(Records for this task)
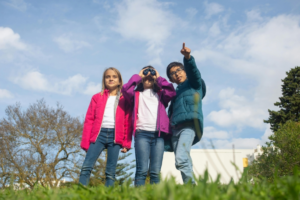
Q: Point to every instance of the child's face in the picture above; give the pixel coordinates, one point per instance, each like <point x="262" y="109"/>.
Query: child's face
<point x="177" y="74"/>
<point x="111" y="79"/>
<point x="148" y="81"/>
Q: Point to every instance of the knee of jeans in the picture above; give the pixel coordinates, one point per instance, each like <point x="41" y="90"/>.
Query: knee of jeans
<point x="142" y="173"/>
<point x="181" y="162"/>
<point x="154" y="174"/>
<point x="110" y="173"/>
<point x="86" y="168"/>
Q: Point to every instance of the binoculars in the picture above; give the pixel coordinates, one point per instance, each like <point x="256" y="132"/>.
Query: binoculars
<point x="152" y="71"/>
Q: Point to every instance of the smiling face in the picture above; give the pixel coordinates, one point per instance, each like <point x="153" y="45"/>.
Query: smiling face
<point x="177" y="74"/>
<point x="148" y="81"/>
<point x="111" y="80"/>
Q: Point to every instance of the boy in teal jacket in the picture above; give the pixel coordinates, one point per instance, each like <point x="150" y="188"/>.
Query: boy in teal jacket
<point x="185" y="112"/>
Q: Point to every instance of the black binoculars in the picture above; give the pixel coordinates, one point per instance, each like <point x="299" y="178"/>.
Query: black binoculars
<point x="152" y="71"/>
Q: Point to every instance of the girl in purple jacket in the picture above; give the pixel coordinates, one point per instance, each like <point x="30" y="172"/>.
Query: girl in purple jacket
<point x="149" y="94"/>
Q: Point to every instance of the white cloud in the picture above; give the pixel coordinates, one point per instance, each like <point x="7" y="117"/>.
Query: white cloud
<point x="5" y="94"/>
<point x="191" y="12"/>
<point x="227" y="142"/>
<point x="212" y="9"/>
<point x="69" y="45"/>
<point x="105" y="4"/>
<point x="37" y="81"/>
<point x="72" y="84"/>
<point x="33" y="81"/>
<point x="92" y="88"/>
<point x="211" y="132"/>
<point x="214" y="29"/>
<point x="20" y="5"/>
<point x="10" y="40"/>
<point x="261" y="51"/>
<point x="253" y="15"/>
<point x="237" y="111"/>
<point x="147" y="20"/>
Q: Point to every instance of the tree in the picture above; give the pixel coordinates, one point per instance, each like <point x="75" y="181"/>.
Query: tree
<point x="281" y="155"/>
<point x="39" y="145"/>
<point x="289" y="103"/>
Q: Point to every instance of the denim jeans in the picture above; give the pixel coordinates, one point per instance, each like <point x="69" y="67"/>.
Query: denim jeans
<point x="105" y="140"/>
<point x="182" y="140"/>
<point x="148" y="146"/>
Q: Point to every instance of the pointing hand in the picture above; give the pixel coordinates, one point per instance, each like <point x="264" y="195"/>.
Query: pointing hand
<point x="186" y="52"/>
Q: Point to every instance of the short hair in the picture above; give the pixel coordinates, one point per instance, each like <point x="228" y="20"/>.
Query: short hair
<point x="173" y="64"/>
<point x="140" y="86"/>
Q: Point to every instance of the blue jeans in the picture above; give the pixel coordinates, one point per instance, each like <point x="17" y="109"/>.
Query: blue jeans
<point x="148" y="146"/>
<point x="182" y="140"/>
<point x="105" y="140"/>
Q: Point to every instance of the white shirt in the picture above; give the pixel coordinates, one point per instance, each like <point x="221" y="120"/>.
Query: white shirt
<point x="109" y="116"/>
<point x="147" y="111"/>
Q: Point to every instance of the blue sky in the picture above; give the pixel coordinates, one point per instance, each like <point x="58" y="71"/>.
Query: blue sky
<point x="57" y="50"/>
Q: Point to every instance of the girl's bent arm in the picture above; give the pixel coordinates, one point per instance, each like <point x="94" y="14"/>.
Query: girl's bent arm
<point x="88" y="124"/>
<point x="168" y="91"/>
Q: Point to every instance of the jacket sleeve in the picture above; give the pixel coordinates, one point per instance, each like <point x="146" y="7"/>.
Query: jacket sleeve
<point x="128" y="127"/>
<point x="168" y="91"/>
<point x="128" y="88"/>
<point x="193" y="73"/>
<point x="88" y="124"/>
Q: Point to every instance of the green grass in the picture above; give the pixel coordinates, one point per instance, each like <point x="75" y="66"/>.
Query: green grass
<point x="282" y="188"/>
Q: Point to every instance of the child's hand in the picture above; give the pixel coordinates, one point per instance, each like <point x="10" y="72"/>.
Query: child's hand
<point x="156" y="75"/>
<point x="124" y="150"/>
<point x="141" y="73"/>
<point x="185" y="51"/>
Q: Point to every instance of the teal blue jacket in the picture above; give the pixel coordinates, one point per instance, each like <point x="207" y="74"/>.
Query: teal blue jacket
<point x="187" y="104"/>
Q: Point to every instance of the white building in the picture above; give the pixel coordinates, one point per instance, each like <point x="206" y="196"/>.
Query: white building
<point x="218" y="161"/>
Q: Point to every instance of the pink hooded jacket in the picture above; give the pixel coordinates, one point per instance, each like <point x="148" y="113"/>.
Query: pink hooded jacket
<point x="166" y="94"/>
<point x="94" y="117"/>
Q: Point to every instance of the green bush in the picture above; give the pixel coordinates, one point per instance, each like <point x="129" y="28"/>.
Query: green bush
<point x="281" y="155"/>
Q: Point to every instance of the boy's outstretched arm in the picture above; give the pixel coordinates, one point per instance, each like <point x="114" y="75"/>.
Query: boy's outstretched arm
<point x="192" y="72"/>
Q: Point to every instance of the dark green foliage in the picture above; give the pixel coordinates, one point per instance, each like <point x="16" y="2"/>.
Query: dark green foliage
<point x="287" y="187"/>
<point x="289" y="103"/>
<point x="281" y="155"/>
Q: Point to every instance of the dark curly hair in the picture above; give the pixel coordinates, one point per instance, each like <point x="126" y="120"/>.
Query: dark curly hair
<point x="173" y="64"/>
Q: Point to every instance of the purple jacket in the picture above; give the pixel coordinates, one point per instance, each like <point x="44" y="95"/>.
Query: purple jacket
<point x="166" y="94"/>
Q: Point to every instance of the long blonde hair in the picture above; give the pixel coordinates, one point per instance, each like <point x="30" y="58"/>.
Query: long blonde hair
<point x="119" y="75"/>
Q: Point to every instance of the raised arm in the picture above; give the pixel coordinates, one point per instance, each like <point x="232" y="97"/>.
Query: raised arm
<point x="88" y="124"/>
<point x="192" y="72"/>
<point x="128" y="88"/>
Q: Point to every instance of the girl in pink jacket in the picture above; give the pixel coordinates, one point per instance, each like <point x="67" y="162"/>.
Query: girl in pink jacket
<point x="106" y="126"/>
<point x="149" y="95"/>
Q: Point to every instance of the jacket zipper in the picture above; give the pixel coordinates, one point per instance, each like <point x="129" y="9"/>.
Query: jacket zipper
<point x="159" y="114"/>
<point x="101" y="121"/>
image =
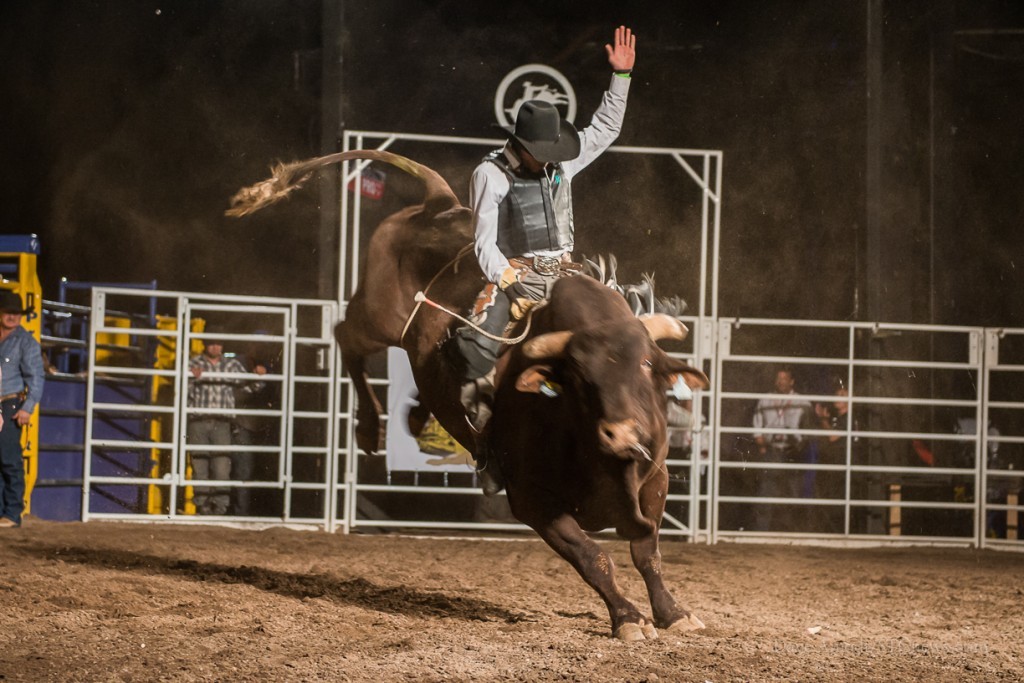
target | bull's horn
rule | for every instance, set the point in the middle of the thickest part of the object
(660, 326)
(550, 345)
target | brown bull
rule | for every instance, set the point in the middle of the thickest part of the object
(580, 415)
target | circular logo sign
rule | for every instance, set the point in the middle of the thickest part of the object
(532, 82)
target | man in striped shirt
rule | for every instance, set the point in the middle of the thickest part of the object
(211, 424)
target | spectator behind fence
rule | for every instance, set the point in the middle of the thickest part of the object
(829, 450)
(213, 429)
(254, 429)
(786, 412)
(22, 388)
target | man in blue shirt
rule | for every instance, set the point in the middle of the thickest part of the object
(522, 220)
(20, 388)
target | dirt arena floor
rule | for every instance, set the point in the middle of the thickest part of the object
(136, 602)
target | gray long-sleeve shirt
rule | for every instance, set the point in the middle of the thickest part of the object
(22, 368)
(488, 185)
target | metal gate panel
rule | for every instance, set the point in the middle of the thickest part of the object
(368, 487)
(1000, 432)
(902, 474)
(141, 472)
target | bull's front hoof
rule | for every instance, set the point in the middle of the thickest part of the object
(686, 624)
(631, 632)
(370, 437)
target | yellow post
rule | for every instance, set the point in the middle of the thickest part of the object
(166, 352)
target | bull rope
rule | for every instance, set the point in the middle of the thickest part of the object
(421, 298)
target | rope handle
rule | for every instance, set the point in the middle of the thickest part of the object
(422, 298)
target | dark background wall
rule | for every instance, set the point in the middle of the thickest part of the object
(871, 148)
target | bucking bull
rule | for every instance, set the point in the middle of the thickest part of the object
(579, 426)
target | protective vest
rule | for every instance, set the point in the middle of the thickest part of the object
(536, 215)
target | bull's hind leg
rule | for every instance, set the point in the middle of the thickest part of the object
(597, 568)
(354, 349)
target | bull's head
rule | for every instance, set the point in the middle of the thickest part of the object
(619, 377)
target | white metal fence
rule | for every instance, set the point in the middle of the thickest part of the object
(138, 457)
(924, 442)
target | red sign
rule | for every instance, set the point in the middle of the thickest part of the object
(372, 185)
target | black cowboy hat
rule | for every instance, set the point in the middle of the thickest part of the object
(11, 303)
(540, 128)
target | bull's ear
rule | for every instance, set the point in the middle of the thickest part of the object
(693, 378)
(531, 379)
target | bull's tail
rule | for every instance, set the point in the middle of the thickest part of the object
(286, 178)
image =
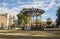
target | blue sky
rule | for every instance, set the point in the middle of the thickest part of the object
(15, 6)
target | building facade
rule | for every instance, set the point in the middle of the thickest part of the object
(6, 20)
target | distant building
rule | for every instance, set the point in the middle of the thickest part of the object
(6, 20)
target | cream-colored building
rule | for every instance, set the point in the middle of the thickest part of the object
(6, 20)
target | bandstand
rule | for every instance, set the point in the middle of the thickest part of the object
(34, 17)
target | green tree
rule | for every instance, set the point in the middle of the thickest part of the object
(49, 21)
(58, 17)
(21, 18)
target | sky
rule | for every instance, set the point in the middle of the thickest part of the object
(13, 7)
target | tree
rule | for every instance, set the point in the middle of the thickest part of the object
(21, 18)
(58, 17)
(49, 21)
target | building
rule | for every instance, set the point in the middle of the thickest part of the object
(6, 20)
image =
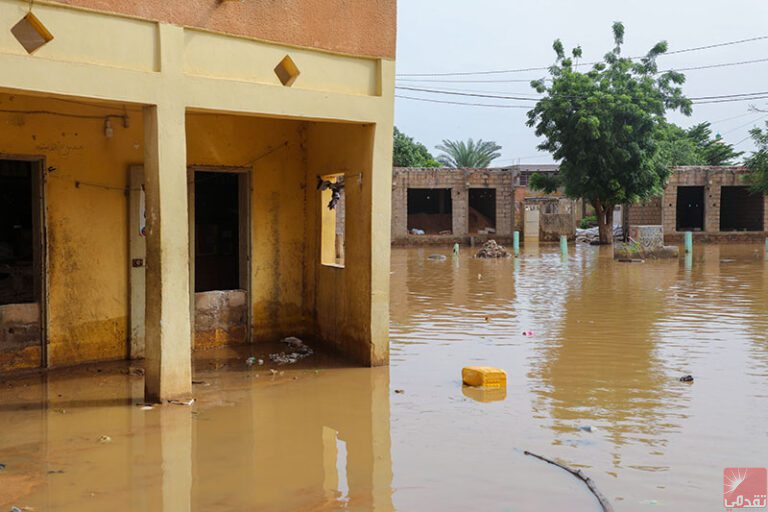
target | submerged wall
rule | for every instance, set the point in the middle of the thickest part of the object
(86, 208)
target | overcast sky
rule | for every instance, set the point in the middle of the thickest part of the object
(445, 36)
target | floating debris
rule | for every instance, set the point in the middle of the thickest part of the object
(182, 402)
(492, 250)
(299, 352)
(135, 371)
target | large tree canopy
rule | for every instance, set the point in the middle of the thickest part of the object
(409, 153)
(758, 161)
(468, 155)
(602, 126)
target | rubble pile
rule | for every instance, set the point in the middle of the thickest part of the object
(297, 351)
(588, 236)
(492, 250)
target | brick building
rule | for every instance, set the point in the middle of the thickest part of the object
(715, 203)
(446, 205)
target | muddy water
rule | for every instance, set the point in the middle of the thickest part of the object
(609, 342)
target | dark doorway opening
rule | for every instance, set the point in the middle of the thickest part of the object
(690, 208)
(18, 232)
(217, 231)
(430, 211)
(482, 210)
(740, 209)
(21, 268)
(End Records for this task)
**Exercise instructions:** In the listing above, transcribe exactly everything from the line containing "Query: tree" down to the line containing "Q: Point to every instance of the short", including both and nothing more.

**Solution for this task:**
Query: tree
<point x="281" y="155"/>
<point x="39" y="145"/>
<point x="289" y="103"/>
Q: Point to every instance of the denim jeans in the picture above; give the pixel coordinates, one point per instance, each like <point x="69" y="67"/>.
Query: denim jeans
<point x="105" y="140"/>
<point x="182" y="140"/>
<point x="148" y="146"/>
Q: Point to every instance of the pointing hand in the picture above; give the pixel coordinates, one point per instance, each like <point x="264" y="195"/>.
Query: pointing hand
<point x="186" y="52"/>
Q: Point to every instance of the short hair in the picture above; give the pixel coordinates, one point per instance, each like <point x="228" y="20"/>.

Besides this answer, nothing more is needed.